[Named object pointing entries]

◇ ◇ ◇ ◇ ◇ ◇ ◇

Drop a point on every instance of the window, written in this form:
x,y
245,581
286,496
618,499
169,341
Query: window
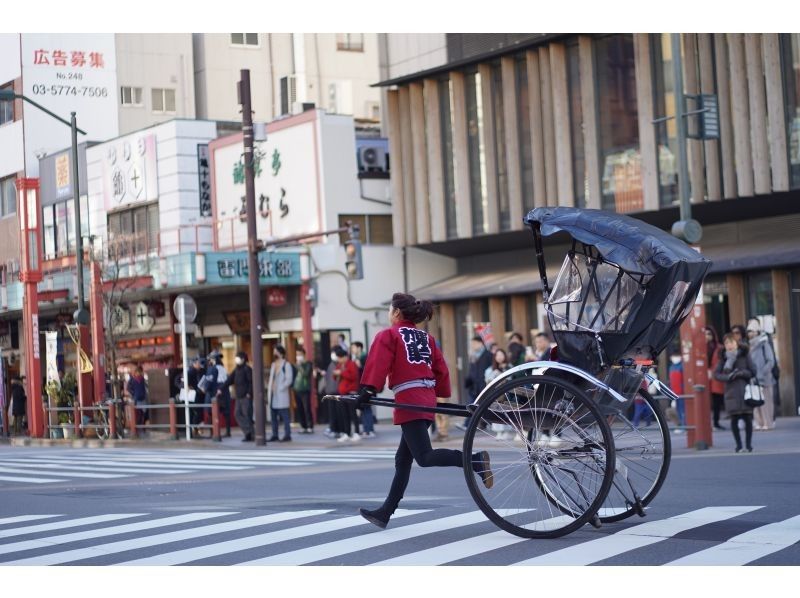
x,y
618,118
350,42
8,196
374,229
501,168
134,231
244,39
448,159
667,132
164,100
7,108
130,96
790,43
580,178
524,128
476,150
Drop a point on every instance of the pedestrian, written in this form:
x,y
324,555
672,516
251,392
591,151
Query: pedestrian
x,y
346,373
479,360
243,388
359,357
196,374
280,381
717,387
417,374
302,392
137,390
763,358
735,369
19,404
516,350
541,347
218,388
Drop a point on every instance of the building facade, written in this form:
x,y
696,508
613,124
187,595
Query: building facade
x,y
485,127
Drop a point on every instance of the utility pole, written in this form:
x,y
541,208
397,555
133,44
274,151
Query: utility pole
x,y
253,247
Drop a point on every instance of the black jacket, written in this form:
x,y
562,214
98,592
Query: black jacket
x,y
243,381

◇ ◇ ◇ ◇ ◇ ◇ ◇

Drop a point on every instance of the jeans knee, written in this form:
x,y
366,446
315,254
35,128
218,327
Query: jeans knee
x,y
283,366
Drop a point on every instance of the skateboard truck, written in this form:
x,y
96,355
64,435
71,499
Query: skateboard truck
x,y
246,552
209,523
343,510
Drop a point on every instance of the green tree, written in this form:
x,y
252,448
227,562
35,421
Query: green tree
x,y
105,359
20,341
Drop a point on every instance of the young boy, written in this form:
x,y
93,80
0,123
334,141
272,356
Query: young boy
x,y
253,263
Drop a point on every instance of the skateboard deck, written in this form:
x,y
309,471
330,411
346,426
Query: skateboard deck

◇ ◇ ◇ ◇ ◇ ◇ ◇

Repeat the data word for word, from the line containing "Drop a point on every instance of the green" down to the line containing "Query: skateboard deck", with both of those lines included.

Drop a point on every instance of the green tree, written in this form:
x,y
252,448
227,562
35,421
Query: green tree
x,y
105,359
20,341
Drop a point on every instance of the young boy, written in this form:
x,y
93,80
0,123
334,141
272,356
Query: young boy
x,y
253,263
Drop a point on every instance of the skateboard deck, written in this form:
x,y
309,471
330,411
346,426
Query: skateboard deck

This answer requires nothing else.